* _Source records_:
* * * * * * *

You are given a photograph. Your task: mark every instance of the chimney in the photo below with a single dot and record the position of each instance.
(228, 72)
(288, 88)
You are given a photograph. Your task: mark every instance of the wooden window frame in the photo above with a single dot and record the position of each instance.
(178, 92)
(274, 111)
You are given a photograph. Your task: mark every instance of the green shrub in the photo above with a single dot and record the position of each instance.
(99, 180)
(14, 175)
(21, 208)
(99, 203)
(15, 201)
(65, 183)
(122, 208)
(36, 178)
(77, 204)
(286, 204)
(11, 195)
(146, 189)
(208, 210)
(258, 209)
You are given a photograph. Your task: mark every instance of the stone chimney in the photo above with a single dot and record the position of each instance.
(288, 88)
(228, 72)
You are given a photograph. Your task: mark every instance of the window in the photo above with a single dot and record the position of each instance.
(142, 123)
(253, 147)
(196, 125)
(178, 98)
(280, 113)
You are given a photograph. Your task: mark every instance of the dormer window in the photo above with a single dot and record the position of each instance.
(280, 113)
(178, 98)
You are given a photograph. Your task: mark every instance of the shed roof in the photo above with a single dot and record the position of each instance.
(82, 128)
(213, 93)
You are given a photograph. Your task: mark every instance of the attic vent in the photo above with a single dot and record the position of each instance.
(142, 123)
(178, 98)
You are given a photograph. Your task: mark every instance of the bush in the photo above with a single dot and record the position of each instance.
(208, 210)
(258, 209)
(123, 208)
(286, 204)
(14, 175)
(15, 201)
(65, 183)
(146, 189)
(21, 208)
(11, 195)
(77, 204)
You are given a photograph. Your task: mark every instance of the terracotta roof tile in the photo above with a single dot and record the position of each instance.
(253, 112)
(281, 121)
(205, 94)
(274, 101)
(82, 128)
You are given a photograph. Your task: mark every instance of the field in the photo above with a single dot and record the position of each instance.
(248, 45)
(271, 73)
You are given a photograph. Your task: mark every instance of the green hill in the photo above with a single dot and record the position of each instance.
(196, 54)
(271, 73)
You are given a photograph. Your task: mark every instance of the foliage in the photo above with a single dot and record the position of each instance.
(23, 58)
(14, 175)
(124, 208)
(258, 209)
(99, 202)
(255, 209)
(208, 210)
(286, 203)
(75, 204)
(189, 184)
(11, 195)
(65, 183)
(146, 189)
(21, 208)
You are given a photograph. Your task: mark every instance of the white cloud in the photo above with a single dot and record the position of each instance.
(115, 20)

* * * * * * *

Write the lines out again exactly, beginning at the line that contains "of the foliage" and stopping only at the final line of the listing above.

You are given a photograph. Your task: mark every instance of the foliage in the photo above with a single dot and record the position of each instance.
(23, 58)
(14, 175)
(124, 208)
(258, 209)
(99, 202)
(255, 209)
(208, 210)
(286, 203)
(75, 204)
(189, 184)
(11, 195)
(65, 183)
(146, 189)
(21, 208)
You are given a photograph. Your task: mark every instance of the white cloud in the photo above with a single dot and record the position of each instance.
(115, 20)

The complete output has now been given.